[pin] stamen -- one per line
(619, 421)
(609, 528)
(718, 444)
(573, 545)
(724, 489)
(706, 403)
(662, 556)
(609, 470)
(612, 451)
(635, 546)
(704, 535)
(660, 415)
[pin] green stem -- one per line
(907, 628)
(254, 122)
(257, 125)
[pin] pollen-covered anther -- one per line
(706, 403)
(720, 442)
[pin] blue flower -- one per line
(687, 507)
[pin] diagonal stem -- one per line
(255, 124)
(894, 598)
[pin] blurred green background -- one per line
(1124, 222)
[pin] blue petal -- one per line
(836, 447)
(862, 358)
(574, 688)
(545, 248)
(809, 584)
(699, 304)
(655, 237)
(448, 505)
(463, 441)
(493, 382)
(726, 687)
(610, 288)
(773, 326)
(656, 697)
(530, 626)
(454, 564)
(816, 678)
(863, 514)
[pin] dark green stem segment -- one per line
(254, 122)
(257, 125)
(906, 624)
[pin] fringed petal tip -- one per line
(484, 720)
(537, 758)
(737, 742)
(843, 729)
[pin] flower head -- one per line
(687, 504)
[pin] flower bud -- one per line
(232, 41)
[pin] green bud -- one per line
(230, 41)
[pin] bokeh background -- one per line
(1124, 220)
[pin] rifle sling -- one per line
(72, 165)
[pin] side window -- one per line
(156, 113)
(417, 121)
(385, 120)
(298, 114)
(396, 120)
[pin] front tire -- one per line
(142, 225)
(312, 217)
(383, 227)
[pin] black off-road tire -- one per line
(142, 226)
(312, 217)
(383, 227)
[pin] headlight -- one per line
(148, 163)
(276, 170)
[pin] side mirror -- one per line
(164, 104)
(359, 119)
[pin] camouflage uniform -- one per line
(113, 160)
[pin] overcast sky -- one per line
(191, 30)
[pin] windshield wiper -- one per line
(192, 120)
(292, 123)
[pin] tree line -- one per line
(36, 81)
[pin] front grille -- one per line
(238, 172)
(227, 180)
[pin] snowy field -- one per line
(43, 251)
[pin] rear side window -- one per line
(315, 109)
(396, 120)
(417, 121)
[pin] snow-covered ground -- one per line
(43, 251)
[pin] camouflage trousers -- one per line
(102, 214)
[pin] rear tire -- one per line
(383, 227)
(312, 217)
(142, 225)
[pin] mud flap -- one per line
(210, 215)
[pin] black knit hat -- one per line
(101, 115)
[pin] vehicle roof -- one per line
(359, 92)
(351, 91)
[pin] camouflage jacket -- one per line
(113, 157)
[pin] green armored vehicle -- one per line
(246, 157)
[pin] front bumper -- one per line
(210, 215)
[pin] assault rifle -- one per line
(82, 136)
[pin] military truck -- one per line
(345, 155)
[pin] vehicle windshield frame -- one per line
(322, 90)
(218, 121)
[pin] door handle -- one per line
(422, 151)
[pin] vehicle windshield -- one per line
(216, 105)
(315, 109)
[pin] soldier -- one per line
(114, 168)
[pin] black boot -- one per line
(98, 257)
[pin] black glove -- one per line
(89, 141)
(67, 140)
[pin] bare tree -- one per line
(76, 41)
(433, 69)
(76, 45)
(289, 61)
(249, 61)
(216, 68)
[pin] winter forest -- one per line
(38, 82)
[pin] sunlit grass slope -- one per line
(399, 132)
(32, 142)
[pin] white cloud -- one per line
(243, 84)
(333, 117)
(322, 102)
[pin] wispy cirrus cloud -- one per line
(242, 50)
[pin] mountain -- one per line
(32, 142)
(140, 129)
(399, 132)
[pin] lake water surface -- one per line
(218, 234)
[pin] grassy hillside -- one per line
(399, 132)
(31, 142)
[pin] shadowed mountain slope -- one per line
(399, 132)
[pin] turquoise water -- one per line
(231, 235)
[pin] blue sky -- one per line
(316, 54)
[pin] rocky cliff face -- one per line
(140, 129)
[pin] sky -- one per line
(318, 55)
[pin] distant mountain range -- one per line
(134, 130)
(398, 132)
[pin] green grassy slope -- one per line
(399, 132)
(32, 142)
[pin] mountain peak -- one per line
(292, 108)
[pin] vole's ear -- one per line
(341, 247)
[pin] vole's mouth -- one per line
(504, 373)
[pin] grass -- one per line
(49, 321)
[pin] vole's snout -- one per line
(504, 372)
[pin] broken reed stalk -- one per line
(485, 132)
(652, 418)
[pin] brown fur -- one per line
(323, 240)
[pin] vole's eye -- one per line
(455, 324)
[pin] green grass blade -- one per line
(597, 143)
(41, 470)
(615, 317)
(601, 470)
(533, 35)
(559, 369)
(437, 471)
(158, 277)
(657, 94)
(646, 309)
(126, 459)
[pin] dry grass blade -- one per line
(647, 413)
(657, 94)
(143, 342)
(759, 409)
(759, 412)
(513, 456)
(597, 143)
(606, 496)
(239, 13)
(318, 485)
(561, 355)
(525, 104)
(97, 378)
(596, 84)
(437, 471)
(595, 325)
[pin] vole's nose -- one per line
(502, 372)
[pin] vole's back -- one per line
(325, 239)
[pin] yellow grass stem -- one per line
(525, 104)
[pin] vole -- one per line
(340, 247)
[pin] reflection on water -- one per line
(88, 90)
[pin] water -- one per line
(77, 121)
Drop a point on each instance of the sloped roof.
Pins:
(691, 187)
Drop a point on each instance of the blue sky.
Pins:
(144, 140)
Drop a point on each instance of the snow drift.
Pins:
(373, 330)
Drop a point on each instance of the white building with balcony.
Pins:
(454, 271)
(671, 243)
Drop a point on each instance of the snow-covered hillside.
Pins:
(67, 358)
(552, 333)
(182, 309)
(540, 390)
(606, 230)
────────────────────
TO BE DONE:
Nothing in the data may differ; print all of it exactly as written.

THE SOLUTION:
[pin] stamen -- one per line
(619, 421)
(609, 528)
(718, 444)
(573, 545)
(724, 489)
(706, 403)
(662, 556)
(609, 470)
(612, 451)
(635, 546)
(704, 535)
(660, 415)
[pin] green stem -- one per line
(907, 628)
(254, 122)
(257, 125)
[pin] pollen-covered anther -- one per line
(706, 403)
(720, 442)
[pin] blue flower -- one per line
(687, 507)
[pin] diagonal stem -- one per line
(255, 124)
(894, 598)
[pin] blurred green background -- one per line
(1124, 222)
[pin] blue petal -- one per line
(836, 447)
(862, 358)
(574, 688)
(545, 248)
(809, 584)
(699, 304)
(655, 237)
(448, 505)
(463, 441)
(493, 382)
(726, 687)
(610, 288)
(773, 326)
(656, 697)
(530, 626)
(454, 564)
(816, 678)
(863, 514)
[pin] dark green stem segment -- one per line
(254, 122)
(257, 125)
(906, 624)
[pin] fringed petal tip -- one per line
(484, 720)
(537, 758)
(737, 742)
(843, 729)
[pin] flower head -- one per line
(687, 504)
[pin] flower bud -- one per line
(232, 41)
[pin] green bud -- one per line
(230, 41)
[pin] bokeh background -- one per line
(1124, 220)
[pin] rifle sling -- one per line
(72, 165)
[pin] side window -- one per line
(156, 113)
(417, 121)
(385, 120)
(298, 114)
(396, 120)
[pin] front tire -- one per line
(142, 225)
(312, 217)
(383, 227)
[pin] black off-road tire -- one per line
(142, 226)
(312, 217)
(383, 227)
[pin] headlight -- one per line
(148, 163)
(276, 170)
[pin] side mirror -- one per line
(164, 104)
(359, 119)
[pin] camouflage uniform -- one per line
(113, 160)
[pin] overcast sky -- one per line
(191, 30)
[pin] windshield wiper -- one per line
(192, 120)
(292, 123)
[pin] tree line -- one per line
(36, 81)
[pin] front grille -- one per line
(238, 172)
(227, 180)
[pin] snowy field -- one per line
(43, 251)
[pin] rear side window -- one per line
(315, 109)
(396, 120)
(417, 121)
[pin] snow-covered ground -- one per line
(43, 251)
[pin] camouflage trousers -- one per line
(102, 214)
[pin] rear tire -- one per line
(383, 227)
(312, 217)
(142, 225)
[pin] mud flap -- one per line
(210, 215)
[pin] black knit hat -- one per line
(101, 115)
[pin] vehicle roof -- one per line
(359, 92)
(351, 91)
[pin] camouflage jacket -- one per line
(113, 157)
[pin] green armored vehicle -- one per line
(246, 157)
[pin] front bumper -- one per line
(210, 215)
[pin] assault rifle -- one per line
(82, 136)
[pin] military truck -- one per line
(345, 155)
[pin] vehicle windshield frame -- one per line
(322, 90)
(218, 121)
[pin] door handle -- one per line
(422, 151)
[pin] vehicle windshield -- one per line
(216, 105)
(315, 109)
[pin] soldier -- one per line
(114, 168)
[pin] black boot -- one per line
(98, 257)
[pin] black glove -- one per line
(89, 141)
(67, 140)
[pin] bare tree -- one per line
(76, 41)
(433, 69)
(76, 45)
(289, 61)
(249, 61)
(216, 68)
[pin] winter forest -- one per line
(38, 82)
[pin] sunlit grass slope -- one per line
(399, 132)
(32, 142)
[pin] white cloud -- one per line
(243, 84)
(333, 117)
(322, 102)
[pin] wispy cirrus cloud -- one per line
(242, 50)
[pin] mountain -- one per line
(32, 142)
(140, 129)
(399, 132)
[pin] lake water surface -- one per line
(218, 234)
[pin] grassy hillside -- one per line
(399, 132)
(31, 142)
[pin] shadowed mountain slope -- one per line
(399, 132)
[pin] turquoise water -- one per line
(231, 235)
[pin] blue sky -- one per line
(316, 54)
[pin] rocky cliff face -- one per line
(140, 129)
[pin] sky -- one per line
(318, 55)
[pin] distant mountain range -- one per line
(134, 130)
(398, 132)
[pin] green grassy slope -- one per line
(399, 132)
(32, 142)
[pin] mountain peak -- one per line
(292, 108)
[pin] vole's ear -- one per line
(341, 247)
[pin] vole's mouth -- one per line
(504, 373)
[pin] grass -- one per line
(49, 321)
[pin] vole's snout -- one per line
(504, 372)
[pin] broken reed stalk -- one per line
(485, 132)
(652, 418)
[pin] brown fur -- one per line
(323, 240)
[pin] vole's eye -- one per line
(455, 324)
[pin] green grass blade -- one per line
(597, 143)
(41, 470)
(615, 317)
(601, 470)
(533, 35)
(559, 369)
(437, 471)
(158, 277)
(657, 94)
(646, 309)
(126, 459)
[pin] dry grass blade -- one per line
(647, 413)
(657, 94)
(143, 342)
(759, 409)
(759, 412)
(513, 456)
(597, 143)
(606, 496)
(239, 13)
(318, 485)
(561, 355)
(525, 104)
(97, 378)
(596, 84)
(437, 471)
(595, 325)
[pin] vole's nose -- one per line
(502, 372)
[pin] vole's back -- one per line
(325, 239)
[pin] yellow grass stem -- one per line
(525, 104)
[pin] vole -- one per line
(340, 247)
[pin] reflection on water -- one per line
(88, 90)
[pin] water -- one per line
(77, 121)
Drop a point on each instance of the sloped roof.
Pins:
(691, 187)
Drop a point on each instance of the blue sky.
Pins:
(144, 140)
Drop a point on each instance of the snow drift.
Pins:
(373, 330)
Drop a point on each instance of the white building with balcony.
Pins:
(454, 271)
(671, 243)
Drop a point on each instance of the snow-covered hillside.
Pins:
(67, 358)
(552, 333)
(182, 309)
(540, 390)
(606, 230)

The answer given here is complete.